(Requirement)
Write out, word for word, the part of the article below on the COVID-19 evidence map that opens with "Norway: Worldwide COVID-19" and closes with "two weeks only.".

(Reading text)
Norway: Worldwide COVID-19 visual evidence map aims at including all published research
– Decision makers all over the world have an urgent need for reliable, quality assessed information on COVID-19, says editor of the COVID-19 evidence map, Magne Nylenna.
Denne artikkelen er mer enn tre år gammel.
– The number of scientific reports and publications increases rapidly. It is almost impossible to get an updated overview even within a special field of interest, says Magne Nylenna.
Nylenna, a professor of community medicine at the University of Oslo, Norway, is the editor of the new COVID-19 evidence map. The map is developed by the Norwegian Institute of Public Health (NIPH), in two weeks only.
– Regular literature searches are required. A sophisticated and detailed classification system combined with a visual map presentation gives a unique potential for finding the exact research someone is looking for, says Nylenna to the Norwegian independent health newspaper Dagens Medisin (Medicine Today).

(The data)
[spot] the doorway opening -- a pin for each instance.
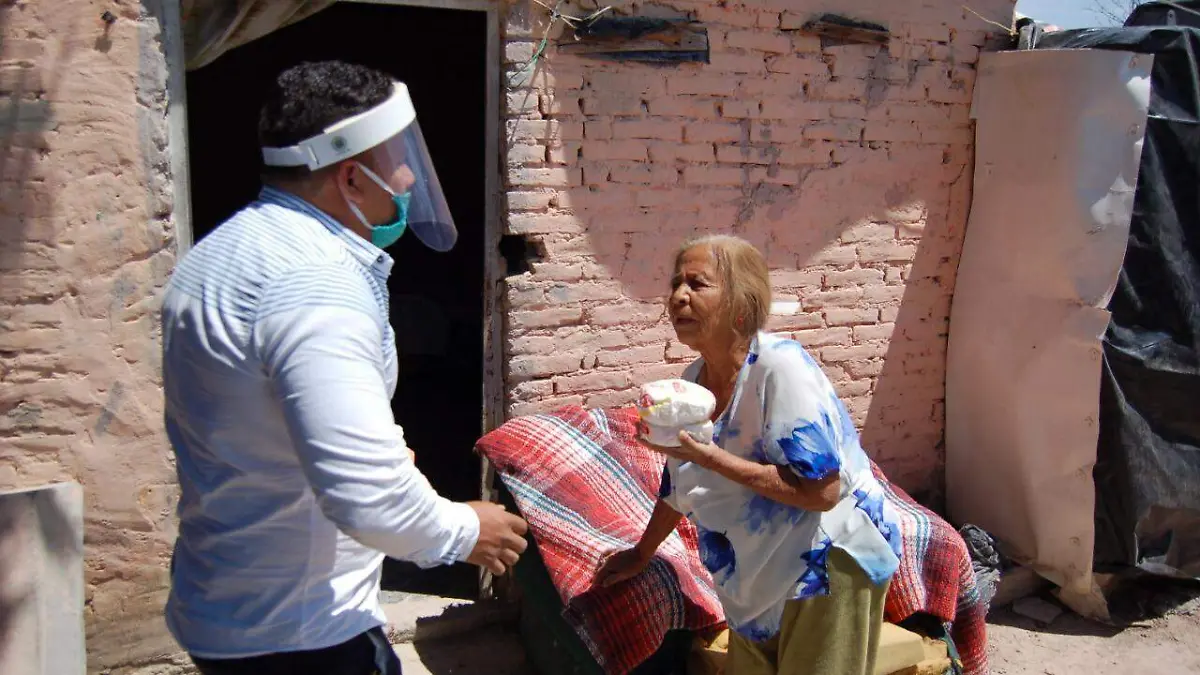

(Task output)
Norway: Worldwide COVID-19 visual evidence map aims at including all published research
– Decision makers all over the world have an urgent need for reliable, quality assessed information on COVID-19, says editor of the COVID-19 evidence map, Magne Nylenna.
Denne artikkelen er mer enn tre år gammel.
– The number of scientific reports and publications increases rapidly. It is almost impossible to get an updated overview even within a special field of interest, says Magne Nylenna.
Nylenna, a professor of community medicine at the University of Oslo, Norway, is the editor of the new COVID-19 evidence map. The map is developed by the Norwegian Institute of Public Health (NIPH), in two weeks only.